EXTRACT PROVIDED>
- - - - -
Chai Spiced Pumpkin Bread
When did we become so obsessed with all things pumpkin spice? I was at a Trader Joe’s recently where a surprising array of products had been given a pumpkin spice makeover: tortilla chips, body butter, protein bars and even a pumpkin spice face mask. I’m guessing a pumpkin spiced deodorant would have been pushing it too far. And it’s not just Trader Joe’s, everywhere you go it seems the arrival of fall has become synonymous with pumpkin spice. I’m certainly not complaining as I love pumpkin spice, after all it is a very close sibling to the masala or spices used to make Indian chai. Pumpkin spice is typically made from ground cinnamon, nutmeg, ginger, cloves, and sometimes allspice — add cardamom and you have the spices for chai. Cardamom is a spice made with the seeds or pods of several varieties of plants in the ginger family. The flavor can be described as minty. floral, aromatic, spicy and very intense. Cardamom is used regularly in Indian cuisine for both sweet and savory dishes and you certainly can’t make chai without it (it’s what makes chai taste like chai). I took this as my inspiration to make Chai Spiced Pumpkin Bread. I bumped up the spices on my go-to recipe from the Smitten Kitchen (her recipes never fail me) and voila, you have a pretty tasty spiced bread that goes well with an afternoon cup of Earl Grey tea, what could be more fall than that?
RECIPE (MAKES 8 SERVINGS)
1/2 cup (120 ml) neutral cooking oil or melted butter (115 grams)
- - - - -
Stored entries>

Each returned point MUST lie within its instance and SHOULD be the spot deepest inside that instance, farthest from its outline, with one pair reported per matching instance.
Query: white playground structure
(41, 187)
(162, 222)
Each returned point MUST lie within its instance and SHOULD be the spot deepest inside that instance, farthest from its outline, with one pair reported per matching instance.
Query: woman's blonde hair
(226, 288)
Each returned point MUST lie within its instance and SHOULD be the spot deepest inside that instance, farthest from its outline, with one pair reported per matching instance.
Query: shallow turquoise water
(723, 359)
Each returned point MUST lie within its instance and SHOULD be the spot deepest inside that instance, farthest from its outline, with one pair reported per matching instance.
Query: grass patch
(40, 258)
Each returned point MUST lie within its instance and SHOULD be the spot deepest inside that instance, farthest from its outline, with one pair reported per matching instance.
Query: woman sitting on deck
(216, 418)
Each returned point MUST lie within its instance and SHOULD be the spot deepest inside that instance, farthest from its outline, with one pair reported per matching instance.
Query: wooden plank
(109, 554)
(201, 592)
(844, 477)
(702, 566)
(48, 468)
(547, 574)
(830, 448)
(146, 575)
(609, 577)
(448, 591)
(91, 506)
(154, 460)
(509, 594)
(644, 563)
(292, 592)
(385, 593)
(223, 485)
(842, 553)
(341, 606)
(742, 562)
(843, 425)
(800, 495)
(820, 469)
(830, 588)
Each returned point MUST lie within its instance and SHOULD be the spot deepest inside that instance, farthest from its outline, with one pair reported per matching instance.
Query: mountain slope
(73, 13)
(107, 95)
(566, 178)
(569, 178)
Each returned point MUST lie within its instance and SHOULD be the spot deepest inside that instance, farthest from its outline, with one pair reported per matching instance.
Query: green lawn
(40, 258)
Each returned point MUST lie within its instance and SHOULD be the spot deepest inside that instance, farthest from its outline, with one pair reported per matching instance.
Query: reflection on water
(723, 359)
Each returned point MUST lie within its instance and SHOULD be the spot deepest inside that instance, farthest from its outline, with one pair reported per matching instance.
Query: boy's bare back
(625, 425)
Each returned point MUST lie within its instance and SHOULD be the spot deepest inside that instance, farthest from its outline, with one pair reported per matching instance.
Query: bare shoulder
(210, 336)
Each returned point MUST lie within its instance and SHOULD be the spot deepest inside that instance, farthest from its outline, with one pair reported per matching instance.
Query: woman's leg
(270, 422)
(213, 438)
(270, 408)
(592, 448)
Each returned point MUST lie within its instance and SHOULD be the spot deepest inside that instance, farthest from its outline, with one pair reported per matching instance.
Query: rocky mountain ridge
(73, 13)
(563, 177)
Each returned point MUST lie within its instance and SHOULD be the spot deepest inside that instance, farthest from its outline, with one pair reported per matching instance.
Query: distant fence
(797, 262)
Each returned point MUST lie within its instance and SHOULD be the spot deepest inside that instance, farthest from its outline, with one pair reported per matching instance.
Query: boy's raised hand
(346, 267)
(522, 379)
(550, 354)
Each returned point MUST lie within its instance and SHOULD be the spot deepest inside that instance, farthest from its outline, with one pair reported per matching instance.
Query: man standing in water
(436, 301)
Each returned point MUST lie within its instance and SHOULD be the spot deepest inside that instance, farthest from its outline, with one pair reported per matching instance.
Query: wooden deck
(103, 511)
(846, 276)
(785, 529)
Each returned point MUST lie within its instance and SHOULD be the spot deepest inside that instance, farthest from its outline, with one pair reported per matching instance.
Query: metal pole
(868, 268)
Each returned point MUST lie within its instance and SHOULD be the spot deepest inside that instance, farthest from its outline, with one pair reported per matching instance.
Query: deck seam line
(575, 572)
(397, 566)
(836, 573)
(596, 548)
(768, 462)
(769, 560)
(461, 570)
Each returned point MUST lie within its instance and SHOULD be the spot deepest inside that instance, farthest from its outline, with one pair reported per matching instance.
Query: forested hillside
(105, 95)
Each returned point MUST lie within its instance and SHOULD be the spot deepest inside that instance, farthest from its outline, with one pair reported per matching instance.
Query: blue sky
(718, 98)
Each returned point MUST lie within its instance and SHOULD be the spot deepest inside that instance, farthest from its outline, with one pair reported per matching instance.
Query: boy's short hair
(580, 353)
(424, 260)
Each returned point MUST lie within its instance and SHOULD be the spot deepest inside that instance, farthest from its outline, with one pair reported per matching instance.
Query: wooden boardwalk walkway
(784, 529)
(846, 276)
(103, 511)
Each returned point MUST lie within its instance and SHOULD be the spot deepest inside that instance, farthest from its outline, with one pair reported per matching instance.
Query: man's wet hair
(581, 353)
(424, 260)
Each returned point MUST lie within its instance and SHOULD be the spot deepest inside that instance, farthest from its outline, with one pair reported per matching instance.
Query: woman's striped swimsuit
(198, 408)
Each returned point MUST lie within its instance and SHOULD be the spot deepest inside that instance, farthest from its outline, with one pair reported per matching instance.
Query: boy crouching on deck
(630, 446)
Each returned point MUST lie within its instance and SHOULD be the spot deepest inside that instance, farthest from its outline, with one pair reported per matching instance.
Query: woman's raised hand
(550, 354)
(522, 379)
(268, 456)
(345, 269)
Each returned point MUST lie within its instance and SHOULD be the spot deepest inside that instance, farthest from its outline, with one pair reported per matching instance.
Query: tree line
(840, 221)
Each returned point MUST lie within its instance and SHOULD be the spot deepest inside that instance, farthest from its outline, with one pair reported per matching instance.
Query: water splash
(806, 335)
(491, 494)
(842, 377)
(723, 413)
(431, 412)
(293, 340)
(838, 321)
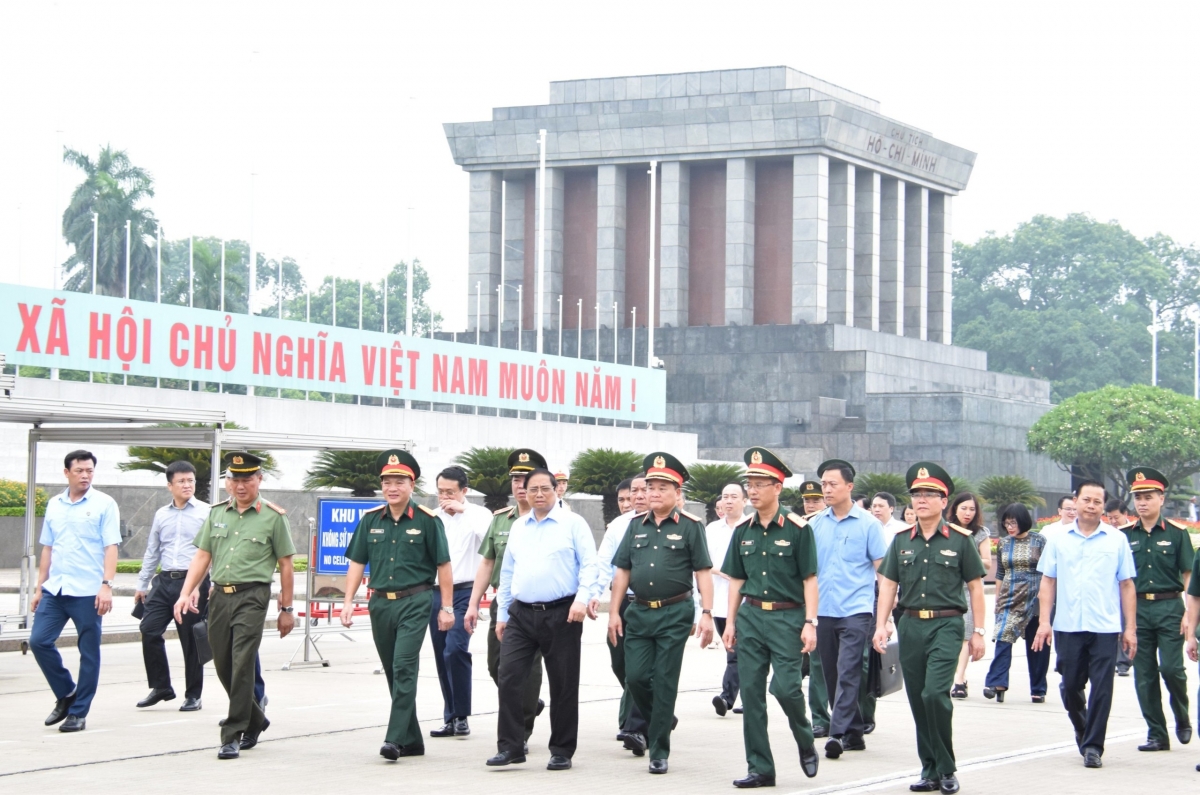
- - - - -
WORK TASK 1> Decide whether each statement below agrees with the chai spiced pumpkin bread text, answering yes or no and quoting the deciding words of the text. (a) Pumpkin spice is typically made with ground cinnamon, nutmeg, ginger, and cloves. (b) The recipe makes 12 servings. (c) Cardamom comes from plants in the mint family.
WORK TASK 2> Pick up the chai spiced pumpkin bread text after its last line and continue it.

RESULT 1>
(a) Yes: "Pumpkin spice is typically made from ground cinnamon, nutmeg, ginger, cloves, and sometimes allspice"
(b) No: "MAKES 8 SERVINGS"
(c) No: "several varieties of plants in the ginger family"

RESULT 2>
1 15-ounce can (1 3/4 cups) pumpkin puree
3 large eggs
1 2/3 (330 grams) cups granulated sugar
1 1/2 teaspoons baking powder
3/4 teaspoon baking soda
3/4 teaspoon fine sea or table salt
2 teaspoons ground cinnamon
Heaped 1/4 teaspoon fresh grated nutmeg
1 teaspoon ground ginger
1 teaspoon cardamom
1/4 teaspoon allspice
Two pinches of ground cloves
2 1/4 cups (295 grams) all-purpose flour
CRUNCHY SUGAR TOPPING
1 tablespoon granulated sugar
1 teaspoon ground cinnamon
Heat oven to 350 degrees F. Butter a 8.5 inch loaf pan or coat it with nonstick spray.
In a large bowl, whisk together pumpkin, oil, eggs and sugar until smooth. Sprinkle baking powder, baking soda, salt, spices over batter and whisk until well-combined. Add flour and stir with a spoon, just until mixed. Scrape into prepared pan and smooth the top. In a small dish, or empty measuring cup, stir sugar and cinnamon together. Sprinkle over top of batter.
Bake bread for 65-75 min until a tester poked into all parts of cake (both the top and center will want to hide pockets of uncooked batter) come out batter-free, turning the cake once during the baking time for even coloring.